#### TASK INPUTS
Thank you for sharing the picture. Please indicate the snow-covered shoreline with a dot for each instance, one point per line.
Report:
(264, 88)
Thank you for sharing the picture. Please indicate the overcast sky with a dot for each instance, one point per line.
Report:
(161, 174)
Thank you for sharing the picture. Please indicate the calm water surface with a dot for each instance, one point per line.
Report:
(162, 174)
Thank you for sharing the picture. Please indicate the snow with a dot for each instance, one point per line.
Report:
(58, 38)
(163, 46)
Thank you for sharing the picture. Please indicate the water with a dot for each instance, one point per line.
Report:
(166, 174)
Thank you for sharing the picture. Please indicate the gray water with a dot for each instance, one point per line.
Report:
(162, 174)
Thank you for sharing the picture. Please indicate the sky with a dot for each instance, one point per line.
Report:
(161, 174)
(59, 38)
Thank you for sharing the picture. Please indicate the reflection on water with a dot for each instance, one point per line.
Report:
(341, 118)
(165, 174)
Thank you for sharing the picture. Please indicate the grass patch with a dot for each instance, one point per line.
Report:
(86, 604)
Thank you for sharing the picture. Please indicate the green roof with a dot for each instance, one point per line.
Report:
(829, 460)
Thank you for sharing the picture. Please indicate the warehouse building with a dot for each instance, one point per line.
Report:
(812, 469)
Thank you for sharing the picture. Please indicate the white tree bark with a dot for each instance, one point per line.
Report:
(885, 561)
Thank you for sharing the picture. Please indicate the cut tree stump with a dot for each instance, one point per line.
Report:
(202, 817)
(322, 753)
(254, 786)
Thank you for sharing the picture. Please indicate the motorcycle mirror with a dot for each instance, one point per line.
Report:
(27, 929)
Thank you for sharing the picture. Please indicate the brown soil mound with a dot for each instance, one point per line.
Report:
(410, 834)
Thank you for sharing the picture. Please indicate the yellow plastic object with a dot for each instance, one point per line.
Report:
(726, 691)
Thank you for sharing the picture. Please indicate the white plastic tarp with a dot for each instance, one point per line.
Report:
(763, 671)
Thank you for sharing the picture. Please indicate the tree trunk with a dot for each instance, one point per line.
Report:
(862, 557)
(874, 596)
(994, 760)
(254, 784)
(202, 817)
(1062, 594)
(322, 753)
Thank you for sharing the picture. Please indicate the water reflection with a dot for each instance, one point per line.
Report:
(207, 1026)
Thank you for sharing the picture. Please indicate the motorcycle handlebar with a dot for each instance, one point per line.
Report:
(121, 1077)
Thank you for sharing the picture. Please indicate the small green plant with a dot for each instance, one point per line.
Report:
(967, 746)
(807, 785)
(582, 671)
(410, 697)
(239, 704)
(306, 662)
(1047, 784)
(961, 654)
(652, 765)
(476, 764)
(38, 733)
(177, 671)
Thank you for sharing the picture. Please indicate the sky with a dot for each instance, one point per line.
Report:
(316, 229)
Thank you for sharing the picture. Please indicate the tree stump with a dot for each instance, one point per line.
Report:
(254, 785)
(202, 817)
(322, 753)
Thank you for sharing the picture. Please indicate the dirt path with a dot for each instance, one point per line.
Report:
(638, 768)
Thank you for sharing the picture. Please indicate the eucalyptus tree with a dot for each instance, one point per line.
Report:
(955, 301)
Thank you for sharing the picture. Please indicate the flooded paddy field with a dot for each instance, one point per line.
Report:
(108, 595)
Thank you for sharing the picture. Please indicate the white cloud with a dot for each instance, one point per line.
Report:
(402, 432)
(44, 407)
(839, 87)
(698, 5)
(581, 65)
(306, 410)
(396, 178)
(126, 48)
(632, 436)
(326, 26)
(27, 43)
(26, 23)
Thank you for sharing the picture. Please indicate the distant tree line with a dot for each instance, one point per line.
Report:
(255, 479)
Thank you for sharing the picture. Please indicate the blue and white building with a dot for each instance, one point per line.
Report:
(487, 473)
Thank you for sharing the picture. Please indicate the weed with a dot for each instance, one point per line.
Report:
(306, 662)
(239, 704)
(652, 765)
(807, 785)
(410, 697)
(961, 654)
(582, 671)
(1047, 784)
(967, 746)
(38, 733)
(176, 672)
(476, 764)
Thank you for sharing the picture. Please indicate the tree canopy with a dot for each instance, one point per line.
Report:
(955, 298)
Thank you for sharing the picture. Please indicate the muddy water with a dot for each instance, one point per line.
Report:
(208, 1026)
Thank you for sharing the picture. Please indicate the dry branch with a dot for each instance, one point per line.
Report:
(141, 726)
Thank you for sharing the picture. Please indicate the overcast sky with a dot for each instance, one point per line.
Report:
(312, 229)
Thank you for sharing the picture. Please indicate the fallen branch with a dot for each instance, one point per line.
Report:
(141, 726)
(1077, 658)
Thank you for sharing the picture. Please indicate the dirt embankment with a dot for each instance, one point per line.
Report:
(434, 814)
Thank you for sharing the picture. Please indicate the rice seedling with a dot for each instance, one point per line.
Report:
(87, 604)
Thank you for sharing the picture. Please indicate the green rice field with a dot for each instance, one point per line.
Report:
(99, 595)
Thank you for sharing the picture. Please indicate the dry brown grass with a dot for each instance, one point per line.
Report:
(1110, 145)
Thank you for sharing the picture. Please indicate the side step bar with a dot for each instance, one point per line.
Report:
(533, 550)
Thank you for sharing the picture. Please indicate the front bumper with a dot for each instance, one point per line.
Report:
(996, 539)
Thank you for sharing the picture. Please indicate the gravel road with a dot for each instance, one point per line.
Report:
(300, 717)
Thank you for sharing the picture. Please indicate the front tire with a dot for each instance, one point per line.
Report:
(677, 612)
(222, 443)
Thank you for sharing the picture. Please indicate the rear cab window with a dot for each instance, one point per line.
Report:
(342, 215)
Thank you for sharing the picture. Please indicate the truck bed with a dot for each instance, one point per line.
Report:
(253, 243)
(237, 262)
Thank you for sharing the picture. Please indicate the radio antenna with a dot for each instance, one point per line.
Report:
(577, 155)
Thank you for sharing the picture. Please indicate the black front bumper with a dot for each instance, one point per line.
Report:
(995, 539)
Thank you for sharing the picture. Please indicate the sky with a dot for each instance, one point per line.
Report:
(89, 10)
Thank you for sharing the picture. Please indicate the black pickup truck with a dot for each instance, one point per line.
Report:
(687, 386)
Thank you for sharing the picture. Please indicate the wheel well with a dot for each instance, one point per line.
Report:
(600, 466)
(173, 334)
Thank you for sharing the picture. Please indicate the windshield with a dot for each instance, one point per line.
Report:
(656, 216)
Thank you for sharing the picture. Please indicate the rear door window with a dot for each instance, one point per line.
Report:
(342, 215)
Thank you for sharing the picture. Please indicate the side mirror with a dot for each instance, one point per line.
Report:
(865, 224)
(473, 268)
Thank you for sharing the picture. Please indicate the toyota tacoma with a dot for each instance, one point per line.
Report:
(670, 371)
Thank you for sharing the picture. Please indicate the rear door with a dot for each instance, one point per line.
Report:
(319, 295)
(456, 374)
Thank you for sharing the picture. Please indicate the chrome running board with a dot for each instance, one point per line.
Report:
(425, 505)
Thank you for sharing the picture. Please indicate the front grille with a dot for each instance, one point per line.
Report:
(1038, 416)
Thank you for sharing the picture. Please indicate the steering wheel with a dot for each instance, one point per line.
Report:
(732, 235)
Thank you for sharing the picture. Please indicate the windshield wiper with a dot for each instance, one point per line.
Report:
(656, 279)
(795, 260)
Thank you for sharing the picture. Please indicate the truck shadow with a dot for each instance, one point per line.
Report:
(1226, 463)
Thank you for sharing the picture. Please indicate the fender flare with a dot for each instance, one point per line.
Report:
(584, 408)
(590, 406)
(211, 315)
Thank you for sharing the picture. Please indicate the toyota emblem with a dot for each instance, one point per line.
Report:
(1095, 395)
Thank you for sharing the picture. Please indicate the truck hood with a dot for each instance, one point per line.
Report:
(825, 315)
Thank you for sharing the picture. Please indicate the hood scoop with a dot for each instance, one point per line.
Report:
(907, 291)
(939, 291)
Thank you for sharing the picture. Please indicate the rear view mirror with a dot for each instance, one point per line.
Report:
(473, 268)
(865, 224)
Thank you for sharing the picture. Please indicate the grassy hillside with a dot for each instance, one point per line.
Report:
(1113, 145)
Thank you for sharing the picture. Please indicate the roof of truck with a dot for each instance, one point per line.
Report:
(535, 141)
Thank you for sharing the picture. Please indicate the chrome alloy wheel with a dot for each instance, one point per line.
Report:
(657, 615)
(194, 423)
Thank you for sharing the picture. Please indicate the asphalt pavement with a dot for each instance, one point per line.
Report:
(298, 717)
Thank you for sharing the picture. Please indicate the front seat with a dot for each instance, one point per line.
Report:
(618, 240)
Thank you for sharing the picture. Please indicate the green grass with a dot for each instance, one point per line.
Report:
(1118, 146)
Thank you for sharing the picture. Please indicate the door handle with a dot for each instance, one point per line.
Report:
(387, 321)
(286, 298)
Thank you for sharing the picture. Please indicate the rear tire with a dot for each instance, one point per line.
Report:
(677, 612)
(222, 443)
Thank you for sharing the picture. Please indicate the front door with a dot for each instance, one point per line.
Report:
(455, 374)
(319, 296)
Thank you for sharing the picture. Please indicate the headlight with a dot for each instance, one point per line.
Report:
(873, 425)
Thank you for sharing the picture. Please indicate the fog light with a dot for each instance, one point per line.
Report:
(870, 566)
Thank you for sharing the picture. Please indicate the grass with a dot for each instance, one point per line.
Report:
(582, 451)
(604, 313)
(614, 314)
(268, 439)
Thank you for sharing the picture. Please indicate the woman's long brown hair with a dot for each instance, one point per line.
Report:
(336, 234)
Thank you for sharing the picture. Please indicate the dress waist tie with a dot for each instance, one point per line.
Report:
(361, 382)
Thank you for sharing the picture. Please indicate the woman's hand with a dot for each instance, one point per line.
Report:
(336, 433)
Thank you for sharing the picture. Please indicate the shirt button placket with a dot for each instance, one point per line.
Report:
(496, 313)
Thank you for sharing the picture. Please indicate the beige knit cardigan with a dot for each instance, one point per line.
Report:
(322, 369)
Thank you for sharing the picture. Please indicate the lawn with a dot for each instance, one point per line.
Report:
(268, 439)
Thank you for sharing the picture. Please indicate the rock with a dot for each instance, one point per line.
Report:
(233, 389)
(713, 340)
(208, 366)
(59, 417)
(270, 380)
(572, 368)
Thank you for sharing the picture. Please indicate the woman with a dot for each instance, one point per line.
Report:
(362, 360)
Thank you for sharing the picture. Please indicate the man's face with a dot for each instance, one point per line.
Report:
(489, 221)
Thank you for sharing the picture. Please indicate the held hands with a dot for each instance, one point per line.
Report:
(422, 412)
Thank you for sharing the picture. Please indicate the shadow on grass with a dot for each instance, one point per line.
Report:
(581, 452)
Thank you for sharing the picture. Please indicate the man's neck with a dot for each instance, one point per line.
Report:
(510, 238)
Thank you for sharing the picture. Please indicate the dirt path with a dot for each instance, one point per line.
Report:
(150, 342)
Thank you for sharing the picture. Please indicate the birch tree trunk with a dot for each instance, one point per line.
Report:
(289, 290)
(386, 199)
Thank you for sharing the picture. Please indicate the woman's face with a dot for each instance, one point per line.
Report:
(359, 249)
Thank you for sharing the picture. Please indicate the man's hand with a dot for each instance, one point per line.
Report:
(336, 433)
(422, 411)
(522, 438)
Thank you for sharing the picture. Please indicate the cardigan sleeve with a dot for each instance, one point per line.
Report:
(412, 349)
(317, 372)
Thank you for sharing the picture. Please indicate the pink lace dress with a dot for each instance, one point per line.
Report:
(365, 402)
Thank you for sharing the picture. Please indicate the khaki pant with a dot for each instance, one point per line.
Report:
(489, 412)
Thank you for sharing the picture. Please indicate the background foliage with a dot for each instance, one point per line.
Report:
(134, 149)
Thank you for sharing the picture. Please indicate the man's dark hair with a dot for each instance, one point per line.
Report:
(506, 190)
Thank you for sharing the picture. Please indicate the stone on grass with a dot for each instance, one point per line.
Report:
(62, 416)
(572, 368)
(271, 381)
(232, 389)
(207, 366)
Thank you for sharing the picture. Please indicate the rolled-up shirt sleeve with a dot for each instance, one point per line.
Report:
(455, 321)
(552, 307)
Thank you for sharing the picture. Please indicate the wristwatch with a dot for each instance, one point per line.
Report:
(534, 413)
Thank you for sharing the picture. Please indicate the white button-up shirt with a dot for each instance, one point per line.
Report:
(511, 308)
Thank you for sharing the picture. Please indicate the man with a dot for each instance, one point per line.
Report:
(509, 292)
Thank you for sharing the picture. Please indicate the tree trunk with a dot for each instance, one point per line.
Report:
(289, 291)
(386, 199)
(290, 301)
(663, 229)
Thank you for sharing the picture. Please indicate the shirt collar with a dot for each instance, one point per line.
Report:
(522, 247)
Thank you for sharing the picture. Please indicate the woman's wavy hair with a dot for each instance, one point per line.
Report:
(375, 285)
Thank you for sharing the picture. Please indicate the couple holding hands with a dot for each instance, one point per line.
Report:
########
● **PROBLEM TO WORK ON**
From the line containing "the white button-up" through the closing line of the material above, return every line exactly and omit all others.

● **RESULT**
Thank you for sharing the picture. Please indicate the white button-up shirt with a dot for each instance, one point per line.
Report:
(511, 308)
Thank you for sharing the picture. Please indicate the man with a dot for each instance, one point per line.
Report:
(509, 292)
Thank you for sharing the picture. Please indicate the tree trunk with a dot for each instance, one point per line.
Report:
(289, 291)
(386, 199)
(290, 301)
(663, 229)
Thank you for sharing the picture. Please indicate the shirt collar with a dot for each instance, one point per line.
Report:
(522, 247)
Thank you for sharing the picture. Please indicate the woman's wavy hair with a dot for each instance, one point per line.
Report:
(375, 285)
Thank you for sharing the picture. Please indicate the couple holding hands with a dot for each instance, one point per line.
Report:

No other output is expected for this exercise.